Try it: Search the listing below for the string "bare" and copy every line where it occurs.

Provided data:

◆ ◆ ◆ ◆ ◆ ◆ ◆

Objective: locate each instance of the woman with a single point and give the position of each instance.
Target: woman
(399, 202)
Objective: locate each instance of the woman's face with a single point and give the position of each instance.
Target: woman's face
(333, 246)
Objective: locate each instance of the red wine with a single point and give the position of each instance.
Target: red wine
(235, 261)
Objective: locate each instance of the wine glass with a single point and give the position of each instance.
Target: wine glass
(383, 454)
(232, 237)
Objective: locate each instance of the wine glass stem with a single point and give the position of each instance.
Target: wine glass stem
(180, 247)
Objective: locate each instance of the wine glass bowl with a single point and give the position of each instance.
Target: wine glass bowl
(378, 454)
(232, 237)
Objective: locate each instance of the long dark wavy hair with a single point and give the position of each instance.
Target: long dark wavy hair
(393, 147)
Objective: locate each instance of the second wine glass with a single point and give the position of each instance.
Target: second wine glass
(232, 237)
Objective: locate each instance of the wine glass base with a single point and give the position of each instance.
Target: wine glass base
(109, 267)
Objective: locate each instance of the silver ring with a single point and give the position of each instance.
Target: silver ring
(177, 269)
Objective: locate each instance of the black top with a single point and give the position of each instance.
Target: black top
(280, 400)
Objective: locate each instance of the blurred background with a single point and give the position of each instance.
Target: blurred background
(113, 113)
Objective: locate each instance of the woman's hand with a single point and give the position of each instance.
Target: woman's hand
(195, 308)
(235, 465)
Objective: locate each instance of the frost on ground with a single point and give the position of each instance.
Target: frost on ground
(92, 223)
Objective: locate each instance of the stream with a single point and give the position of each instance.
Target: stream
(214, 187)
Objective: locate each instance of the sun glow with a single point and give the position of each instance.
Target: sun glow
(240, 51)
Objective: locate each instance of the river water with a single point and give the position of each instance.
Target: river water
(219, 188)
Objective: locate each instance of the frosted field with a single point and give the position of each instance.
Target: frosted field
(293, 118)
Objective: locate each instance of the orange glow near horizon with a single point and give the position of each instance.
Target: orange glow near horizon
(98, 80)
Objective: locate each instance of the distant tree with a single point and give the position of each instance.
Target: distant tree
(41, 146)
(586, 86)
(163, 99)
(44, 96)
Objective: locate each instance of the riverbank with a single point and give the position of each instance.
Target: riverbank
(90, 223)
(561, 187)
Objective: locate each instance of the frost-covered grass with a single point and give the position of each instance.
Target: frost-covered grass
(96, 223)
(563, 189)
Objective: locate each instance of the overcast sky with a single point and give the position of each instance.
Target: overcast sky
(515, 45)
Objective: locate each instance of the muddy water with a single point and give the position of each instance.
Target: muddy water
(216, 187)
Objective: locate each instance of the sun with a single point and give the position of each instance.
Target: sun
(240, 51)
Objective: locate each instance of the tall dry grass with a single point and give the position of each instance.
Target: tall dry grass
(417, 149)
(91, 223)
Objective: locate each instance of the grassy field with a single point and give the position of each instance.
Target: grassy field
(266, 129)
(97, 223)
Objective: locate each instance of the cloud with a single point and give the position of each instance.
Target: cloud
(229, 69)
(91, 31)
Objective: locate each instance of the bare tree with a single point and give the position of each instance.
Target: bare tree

◆ ◆ ◆ ◆ ◆ ◆ ◆

Solved problem:
Objective: locate each instance of the bare tree with a single point and give the position of each instance.
Target: bare tree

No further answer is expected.